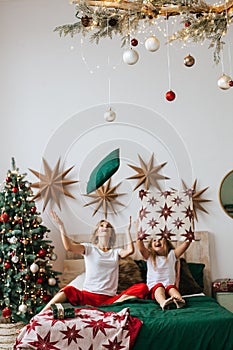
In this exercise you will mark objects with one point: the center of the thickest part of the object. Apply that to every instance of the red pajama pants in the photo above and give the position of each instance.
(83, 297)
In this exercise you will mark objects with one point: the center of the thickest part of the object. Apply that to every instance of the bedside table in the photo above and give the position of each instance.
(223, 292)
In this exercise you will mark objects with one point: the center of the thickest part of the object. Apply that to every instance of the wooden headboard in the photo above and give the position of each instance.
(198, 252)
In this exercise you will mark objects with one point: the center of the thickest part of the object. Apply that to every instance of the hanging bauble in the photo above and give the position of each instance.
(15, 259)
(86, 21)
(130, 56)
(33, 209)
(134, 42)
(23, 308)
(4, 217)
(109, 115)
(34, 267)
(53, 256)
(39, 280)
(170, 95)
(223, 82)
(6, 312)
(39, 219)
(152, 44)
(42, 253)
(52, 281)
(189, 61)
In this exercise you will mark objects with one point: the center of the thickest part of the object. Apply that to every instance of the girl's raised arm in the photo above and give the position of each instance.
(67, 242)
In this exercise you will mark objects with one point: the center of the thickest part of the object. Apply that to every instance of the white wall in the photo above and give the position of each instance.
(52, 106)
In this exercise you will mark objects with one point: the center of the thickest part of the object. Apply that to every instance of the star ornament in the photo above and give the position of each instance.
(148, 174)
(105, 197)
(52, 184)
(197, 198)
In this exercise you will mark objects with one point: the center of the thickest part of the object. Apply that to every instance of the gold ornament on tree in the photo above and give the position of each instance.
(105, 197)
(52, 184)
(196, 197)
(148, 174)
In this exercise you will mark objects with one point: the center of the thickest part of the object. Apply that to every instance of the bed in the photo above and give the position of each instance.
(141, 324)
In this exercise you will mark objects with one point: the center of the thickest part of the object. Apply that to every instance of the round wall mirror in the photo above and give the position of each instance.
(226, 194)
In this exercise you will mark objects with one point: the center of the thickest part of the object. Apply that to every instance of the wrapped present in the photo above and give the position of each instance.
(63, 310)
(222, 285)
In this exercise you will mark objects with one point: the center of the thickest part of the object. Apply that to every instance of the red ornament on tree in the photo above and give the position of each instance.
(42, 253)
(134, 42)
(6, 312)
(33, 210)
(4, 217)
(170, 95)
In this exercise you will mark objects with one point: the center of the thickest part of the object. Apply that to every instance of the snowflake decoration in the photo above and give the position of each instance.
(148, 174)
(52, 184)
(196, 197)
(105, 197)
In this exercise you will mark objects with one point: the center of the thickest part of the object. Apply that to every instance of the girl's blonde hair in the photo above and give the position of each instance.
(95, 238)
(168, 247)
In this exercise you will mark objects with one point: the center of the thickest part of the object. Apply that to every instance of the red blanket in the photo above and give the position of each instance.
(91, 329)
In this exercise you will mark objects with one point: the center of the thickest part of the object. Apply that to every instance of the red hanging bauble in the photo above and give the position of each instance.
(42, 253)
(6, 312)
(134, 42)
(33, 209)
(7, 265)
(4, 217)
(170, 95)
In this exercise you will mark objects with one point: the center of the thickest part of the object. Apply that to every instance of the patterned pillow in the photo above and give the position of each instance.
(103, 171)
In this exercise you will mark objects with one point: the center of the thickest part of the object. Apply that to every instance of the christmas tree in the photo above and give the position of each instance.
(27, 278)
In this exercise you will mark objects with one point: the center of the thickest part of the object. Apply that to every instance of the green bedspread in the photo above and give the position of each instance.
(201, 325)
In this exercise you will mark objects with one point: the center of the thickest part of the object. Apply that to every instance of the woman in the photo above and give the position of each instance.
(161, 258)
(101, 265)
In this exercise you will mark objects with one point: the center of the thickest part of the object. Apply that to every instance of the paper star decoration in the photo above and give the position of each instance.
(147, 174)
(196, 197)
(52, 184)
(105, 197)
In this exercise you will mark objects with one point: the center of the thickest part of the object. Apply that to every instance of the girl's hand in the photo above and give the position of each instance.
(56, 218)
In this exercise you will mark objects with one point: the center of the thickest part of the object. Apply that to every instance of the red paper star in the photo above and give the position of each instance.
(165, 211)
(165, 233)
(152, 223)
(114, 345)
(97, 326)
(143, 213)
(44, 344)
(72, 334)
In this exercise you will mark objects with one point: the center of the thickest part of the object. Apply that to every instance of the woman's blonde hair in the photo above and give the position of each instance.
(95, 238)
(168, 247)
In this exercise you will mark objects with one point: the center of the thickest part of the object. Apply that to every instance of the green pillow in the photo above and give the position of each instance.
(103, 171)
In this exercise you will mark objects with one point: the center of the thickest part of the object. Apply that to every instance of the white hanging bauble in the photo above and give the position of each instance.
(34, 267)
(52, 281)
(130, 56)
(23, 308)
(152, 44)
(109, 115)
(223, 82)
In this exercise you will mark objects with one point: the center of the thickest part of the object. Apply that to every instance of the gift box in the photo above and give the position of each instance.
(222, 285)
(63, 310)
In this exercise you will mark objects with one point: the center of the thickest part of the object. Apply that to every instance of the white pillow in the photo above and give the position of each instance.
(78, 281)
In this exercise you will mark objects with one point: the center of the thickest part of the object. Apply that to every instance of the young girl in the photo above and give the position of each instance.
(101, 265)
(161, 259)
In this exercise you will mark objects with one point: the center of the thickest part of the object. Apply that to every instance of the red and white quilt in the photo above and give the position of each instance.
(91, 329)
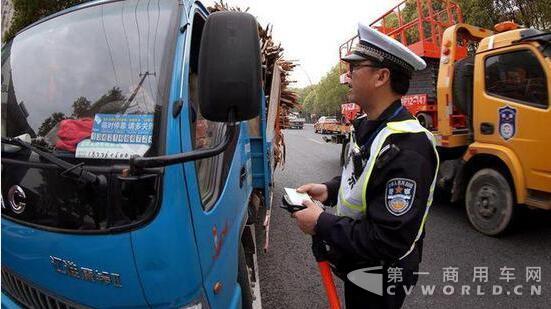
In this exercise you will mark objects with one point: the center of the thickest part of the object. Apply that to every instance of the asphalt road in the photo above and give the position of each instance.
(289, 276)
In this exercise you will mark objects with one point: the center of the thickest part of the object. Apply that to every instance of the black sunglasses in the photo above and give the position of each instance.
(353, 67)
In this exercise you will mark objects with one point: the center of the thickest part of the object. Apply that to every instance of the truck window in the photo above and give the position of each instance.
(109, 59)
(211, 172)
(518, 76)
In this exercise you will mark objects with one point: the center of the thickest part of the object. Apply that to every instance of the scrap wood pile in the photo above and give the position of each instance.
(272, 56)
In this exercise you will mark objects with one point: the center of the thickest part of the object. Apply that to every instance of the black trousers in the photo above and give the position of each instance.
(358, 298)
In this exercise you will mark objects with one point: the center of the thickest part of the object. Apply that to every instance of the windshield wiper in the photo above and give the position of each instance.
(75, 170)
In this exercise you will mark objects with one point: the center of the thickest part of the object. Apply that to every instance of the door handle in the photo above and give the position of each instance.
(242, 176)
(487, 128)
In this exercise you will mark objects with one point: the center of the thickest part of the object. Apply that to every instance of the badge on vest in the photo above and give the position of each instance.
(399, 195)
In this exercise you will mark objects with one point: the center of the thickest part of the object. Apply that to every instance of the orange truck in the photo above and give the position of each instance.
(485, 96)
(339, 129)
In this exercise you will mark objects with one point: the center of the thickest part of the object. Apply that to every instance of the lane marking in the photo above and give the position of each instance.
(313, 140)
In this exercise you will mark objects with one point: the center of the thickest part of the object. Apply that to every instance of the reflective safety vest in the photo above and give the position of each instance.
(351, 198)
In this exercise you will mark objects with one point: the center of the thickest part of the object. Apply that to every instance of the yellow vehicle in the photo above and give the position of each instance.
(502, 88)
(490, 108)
::::::
Restate the final lines of the listing above word for word, beginning at the line that contains "of the windshield".

RESULT
In this exercise you will mark objects with one point: the center of the thickest part of the object. Apply that to every instance of the windshield wiper in the photo above and give the position of each instance.
(75, 170)
In this exercise you will mark objects with one point: the center of the thickest part of the object. Apply that to every instance of the door handle in the photo above and give the position of each instance.
(242, 176)
(487, 128)
In this exercise you will mark objects with one point: the center of the thickest part of the object. Apply that to every instance of the badge on vest in the photo above and give the position of each instance.
(399, 195)
In this exercise you will mark objects with one point: the center of the thickest part of the object. Apply that to every instance of the orange truck in the photo above and give the position of each instance.
(485, 96)
(339, 129)
In this exercise you will mark objects with one point: the center of the thickest part of the object. Apply that to every instance of the lane marking in the photo above and give the position of each instance.
(313, 140)
In this exercise you will mark objects with one point: the center of the thickest part of the object. Apply that to every instance of the reflective safety vest in the photo above and give the position of each instance.
(351, 198)
In this exercise you will mark objects with one point: the center of the thickest part of the object. Apply that to every instance of the yellow vehicle in the photo above and give the position of each instance.
(502, 88)
(490, 108)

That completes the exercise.